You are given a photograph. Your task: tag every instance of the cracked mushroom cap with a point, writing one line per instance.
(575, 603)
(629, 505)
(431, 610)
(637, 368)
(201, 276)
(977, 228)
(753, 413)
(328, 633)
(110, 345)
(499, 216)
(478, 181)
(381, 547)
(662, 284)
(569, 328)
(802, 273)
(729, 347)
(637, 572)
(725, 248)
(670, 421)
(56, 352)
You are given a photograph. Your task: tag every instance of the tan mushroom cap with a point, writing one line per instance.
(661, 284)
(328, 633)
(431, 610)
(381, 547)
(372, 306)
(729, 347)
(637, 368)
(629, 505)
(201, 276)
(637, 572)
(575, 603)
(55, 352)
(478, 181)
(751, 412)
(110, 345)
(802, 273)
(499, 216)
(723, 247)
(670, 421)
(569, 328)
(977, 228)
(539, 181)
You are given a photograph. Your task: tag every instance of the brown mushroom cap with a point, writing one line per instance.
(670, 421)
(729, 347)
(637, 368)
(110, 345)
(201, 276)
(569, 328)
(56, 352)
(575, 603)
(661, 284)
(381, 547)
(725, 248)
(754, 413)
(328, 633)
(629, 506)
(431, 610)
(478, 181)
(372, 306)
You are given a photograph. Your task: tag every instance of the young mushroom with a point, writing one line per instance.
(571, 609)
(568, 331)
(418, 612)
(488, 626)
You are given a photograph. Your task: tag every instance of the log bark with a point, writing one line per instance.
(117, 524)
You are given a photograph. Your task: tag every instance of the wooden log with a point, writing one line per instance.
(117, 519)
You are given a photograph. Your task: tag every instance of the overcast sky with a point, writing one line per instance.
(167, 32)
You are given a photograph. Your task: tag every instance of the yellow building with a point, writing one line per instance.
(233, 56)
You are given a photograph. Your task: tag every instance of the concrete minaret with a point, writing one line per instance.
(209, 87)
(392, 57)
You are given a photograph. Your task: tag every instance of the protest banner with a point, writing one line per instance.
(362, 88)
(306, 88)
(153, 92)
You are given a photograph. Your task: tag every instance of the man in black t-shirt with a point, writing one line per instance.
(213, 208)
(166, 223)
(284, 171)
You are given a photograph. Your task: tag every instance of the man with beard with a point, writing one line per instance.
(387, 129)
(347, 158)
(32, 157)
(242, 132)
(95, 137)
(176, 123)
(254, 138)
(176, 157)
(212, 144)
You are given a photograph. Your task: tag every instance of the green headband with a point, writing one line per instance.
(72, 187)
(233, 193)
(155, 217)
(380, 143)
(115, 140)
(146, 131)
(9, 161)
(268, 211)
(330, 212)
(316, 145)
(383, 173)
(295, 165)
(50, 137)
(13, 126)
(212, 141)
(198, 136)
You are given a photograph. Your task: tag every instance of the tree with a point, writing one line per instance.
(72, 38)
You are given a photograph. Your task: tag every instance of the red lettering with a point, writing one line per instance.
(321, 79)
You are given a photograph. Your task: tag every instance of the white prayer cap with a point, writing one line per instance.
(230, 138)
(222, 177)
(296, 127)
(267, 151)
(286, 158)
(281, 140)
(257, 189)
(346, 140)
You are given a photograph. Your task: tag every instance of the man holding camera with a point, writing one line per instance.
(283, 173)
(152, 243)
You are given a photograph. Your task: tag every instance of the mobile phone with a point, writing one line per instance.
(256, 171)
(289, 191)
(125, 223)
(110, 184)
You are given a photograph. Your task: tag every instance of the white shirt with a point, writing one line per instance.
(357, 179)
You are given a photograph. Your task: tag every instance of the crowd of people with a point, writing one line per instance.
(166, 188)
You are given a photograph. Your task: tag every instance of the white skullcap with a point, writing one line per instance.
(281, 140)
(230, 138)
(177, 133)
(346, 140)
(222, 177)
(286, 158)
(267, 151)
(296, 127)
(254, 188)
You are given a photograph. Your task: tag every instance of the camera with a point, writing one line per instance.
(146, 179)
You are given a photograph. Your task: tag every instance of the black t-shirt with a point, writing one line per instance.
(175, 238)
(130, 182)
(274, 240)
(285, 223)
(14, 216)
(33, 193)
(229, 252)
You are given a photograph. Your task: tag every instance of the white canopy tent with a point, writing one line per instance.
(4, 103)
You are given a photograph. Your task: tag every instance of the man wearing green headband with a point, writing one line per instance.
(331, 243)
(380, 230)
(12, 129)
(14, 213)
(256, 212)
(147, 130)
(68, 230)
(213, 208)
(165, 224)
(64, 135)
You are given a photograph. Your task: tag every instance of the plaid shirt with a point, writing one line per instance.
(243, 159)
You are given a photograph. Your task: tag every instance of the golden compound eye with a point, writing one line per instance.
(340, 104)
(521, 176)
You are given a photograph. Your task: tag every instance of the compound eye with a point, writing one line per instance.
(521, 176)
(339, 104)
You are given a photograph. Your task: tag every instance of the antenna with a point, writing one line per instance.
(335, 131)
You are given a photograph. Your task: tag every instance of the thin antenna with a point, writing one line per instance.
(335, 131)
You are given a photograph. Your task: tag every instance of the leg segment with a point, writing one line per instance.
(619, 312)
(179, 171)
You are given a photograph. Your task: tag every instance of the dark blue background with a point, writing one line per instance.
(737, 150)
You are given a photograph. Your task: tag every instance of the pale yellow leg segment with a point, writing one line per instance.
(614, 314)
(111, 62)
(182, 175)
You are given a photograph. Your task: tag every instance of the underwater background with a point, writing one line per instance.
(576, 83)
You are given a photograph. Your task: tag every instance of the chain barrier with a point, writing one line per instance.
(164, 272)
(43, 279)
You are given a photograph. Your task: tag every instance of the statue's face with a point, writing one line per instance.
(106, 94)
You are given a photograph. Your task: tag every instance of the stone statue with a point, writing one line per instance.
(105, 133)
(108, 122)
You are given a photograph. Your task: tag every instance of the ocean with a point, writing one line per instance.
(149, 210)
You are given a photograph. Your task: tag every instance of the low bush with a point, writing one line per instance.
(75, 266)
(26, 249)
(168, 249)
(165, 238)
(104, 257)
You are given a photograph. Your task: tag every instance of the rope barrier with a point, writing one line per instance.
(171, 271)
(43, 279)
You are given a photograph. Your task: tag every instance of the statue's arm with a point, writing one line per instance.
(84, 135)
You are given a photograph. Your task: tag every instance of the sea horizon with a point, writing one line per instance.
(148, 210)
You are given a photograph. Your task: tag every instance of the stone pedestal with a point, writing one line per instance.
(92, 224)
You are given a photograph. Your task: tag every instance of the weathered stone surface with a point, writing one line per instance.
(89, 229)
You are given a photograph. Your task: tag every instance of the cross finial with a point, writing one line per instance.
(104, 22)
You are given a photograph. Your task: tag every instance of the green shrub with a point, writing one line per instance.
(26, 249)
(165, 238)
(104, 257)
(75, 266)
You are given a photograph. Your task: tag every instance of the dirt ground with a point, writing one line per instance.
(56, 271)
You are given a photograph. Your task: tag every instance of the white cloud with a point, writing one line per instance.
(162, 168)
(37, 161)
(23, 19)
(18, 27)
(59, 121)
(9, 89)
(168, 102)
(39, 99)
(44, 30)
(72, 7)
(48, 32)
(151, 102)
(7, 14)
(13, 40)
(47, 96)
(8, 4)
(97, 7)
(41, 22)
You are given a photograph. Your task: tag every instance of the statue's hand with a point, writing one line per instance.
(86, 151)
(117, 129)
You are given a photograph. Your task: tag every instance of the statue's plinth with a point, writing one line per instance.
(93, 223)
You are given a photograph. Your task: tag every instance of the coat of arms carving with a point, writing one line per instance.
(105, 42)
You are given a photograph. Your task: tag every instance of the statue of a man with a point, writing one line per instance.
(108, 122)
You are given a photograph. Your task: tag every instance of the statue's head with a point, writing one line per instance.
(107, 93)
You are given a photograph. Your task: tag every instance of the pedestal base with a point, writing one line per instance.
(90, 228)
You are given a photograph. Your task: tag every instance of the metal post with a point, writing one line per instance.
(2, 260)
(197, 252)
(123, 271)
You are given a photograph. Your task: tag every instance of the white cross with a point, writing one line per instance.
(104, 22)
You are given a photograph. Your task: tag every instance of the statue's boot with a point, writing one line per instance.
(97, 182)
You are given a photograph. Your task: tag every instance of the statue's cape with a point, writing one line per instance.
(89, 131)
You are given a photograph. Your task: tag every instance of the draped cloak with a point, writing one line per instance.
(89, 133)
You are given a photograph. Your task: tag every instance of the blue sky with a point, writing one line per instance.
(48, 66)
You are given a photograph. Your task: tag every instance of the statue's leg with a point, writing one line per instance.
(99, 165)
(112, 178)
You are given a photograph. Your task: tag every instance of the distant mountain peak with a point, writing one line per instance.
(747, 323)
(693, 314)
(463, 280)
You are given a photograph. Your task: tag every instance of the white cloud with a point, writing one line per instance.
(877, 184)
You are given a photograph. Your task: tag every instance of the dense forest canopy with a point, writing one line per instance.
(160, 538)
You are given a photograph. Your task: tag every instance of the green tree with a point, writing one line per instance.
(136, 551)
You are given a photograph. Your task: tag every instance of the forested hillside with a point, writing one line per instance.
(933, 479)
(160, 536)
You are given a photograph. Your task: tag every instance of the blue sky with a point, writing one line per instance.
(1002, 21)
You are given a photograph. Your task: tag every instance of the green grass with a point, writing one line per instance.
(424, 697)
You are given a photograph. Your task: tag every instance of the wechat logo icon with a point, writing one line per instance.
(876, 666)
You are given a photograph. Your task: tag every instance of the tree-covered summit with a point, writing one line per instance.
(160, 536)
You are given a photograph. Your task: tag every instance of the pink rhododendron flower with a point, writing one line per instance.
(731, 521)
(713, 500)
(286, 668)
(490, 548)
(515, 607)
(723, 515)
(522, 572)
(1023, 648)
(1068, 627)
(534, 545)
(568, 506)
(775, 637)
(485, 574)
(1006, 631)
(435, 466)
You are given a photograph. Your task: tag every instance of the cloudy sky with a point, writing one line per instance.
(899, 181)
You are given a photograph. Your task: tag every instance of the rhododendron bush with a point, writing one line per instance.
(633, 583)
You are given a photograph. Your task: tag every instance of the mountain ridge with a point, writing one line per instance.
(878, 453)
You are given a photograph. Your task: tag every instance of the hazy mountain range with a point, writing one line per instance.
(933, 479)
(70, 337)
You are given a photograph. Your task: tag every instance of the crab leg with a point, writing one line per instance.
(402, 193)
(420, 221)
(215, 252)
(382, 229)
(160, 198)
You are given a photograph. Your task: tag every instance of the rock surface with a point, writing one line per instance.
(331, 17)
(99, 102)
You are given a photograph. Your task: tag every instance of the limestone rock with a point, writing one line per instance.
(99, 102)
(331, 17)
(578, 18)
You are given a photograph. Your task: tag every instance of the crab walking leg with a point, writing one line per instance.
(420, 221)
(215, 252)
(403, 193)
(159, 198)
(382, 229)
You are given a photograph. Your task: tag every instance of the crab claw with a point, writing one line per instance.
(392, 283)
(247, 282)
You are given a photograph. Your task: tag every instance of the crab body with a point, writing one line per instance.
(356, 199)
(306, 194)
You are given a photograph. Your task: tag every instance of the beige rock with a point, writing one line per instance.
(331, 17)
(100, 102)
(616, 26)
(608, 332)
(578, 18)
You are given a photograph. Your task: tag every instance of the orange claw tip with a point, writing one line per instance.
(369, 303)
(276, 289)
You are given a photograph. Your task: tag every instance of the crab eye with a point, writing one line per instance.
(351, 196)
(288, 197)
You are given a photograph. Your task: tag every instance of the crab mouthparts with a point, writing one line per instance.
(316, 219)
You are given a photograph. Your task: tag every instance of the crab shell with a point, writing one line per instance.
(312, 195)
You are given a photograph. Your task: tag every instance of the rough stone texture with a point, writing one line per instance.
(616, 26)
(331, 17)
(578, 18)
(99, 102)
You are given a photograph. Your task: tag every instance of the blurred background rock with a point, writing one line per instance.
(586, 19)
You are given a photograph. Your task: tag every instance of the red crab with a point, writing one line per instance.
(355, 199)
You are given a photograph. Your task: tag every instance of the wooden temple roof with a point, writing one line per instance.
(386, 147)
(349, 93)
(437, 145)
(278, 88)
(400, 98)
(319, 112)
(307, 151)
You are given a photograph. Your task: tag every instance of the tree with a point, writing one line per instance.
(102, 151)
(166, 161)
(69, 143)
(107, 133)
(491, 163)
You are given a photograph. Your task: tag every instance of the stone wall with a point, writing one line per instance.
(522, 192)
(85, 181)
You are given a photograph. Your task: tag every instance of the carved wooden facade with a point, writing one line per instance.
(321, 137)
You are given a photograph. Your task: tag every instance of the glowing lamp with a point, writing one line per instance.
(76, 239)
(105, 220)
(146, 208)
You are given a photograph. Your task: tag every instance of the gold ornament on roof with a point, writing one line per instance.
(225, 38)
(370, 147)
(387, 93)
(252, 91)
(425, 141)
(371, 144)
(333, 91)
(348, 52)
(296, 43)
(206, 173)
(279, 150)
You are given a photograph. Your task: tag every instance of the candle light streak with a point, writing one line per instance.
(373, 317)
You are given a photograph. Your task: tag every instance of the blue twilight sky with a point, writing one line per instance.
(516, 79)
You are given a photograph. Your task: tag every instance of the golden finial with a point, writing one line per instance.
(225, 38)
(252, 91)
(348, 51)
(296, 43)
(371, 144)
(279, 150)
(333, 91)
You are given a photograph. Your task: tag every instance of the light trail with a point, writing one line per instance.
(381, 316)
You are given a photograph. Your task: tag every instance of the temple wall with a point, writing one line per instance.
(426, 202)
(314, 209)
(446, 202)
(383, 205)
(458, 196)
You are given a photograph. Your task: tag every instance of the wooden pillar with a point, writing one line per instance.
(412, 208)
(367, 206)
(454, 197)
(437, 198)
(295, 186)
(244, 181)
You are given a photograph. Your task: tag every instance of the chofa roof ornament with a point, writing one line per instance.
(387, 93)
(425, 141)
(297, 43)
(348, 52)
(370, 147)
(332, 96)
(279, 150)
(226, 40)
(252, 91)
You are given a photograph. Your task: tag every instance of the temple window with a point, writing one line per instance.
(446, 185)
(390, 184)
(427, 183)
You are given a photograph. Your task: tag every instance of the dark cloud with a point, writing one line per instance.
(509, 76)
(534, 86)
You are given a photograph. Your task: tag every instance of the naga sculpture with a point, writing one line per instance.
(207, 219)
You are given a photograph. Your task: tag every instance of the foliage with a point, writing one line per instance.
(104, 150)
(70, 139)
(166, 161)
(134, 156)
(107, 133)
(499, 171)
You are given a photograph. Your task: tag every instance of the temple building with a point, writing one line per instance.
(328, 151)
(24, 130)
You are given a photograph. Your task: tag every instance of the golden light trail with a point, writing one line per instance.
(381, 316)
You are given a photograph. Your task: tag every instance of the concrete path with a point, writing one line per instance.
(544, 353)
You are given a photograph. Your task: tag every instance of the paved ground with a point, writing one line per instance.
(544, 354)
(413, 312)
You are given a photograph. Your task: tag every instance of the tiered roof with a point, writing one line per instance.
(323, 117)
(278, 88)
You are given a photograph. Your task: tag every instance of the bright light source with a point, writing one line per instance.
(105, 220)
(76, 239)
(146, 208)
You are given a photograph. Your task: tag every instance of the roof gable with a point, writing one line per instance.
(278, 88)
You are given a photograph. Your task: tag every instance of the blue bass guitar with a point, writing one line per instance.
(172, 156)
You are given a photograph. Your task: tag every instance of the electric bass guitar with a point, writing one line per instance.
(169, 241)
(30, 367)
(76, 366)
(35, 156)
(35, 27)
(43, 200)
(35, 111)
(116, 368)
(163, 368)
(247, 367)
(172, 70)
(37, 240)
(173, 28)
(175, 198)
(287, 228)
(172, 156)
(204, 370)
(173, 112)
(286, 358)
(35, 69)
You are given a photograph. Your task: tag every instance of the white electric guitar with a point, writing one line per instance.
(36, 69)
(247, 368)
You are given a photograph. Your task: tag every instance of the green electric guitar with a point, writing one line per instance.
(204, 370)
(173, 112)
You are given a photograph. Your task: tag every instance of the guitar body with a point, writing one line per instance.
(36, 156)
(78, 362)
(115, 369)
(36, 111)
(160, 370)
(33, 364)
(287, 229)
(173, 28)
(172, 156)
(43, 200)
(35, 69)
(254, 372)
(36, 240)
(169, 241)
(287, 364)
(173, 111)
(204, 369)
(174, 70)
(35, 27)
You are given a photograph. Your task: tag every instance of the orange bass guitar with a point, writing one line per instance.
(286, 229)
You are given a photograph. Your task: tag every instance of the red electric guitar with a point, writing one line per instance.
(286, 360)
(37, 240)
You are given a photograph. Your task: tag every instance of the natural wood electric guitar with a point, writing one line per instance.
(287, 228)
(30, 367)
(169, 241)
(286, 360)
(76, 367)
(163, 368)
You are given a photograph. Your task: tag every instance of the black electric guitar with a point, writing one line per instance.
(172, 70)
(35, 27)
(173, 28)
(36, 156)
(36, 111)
——
Exercise prompt:
Every line from the one containing "the white electric" through the end of the entries above must be echoed exactly, with both ends kept.

Task result:
You are given a photograph. Your task: tag every instance of the white electric guitar with a point, writing one line per instance.
(36, 69)
(247, 368)
You are given a photograph. Your task: tag every instance of the green electric guitar with a point, writing one line per instance.
(204, 370)
(173, 112)
You are given a photograph. Your task: tag every instance of the guitar body with a point, writing one line per instance.
(36, 156)
(78, 362)
(115, 369)
(36, 111)
(160, 370)
(33, 364)
(287, 229)
(173, 28)
(172, 156)
(43, 200)
(35, 69)
(254, 372)
(36, 240)
(169, 241)
(287, 364)
(173, 111)
(204, 369)
(174, 70)
(35, 27)
You are given a photograph. Your task: tag every instance of the orange bass guitar with a point, writing one line per instance.
(286, 229)
You are given a photograph. Your task: tag every instance of the red electric guitar with a point, writing one line per instance.
(286, 360)
(37, 240)
You are given a photograph. Your task: tag every instance of the natural wood electric guitar with a point, writing one line per instance.
(287, 228)
(30, 367)
(169, 241)
(286, 360)
(76, 367)
(163, 368)
You are given a photograph. Your task: tag every instance of the black electric guitar with a point, writing one line per instance.
(172, 70)
(35, 27)
(173, 28)
(36, 156)
(36, 111)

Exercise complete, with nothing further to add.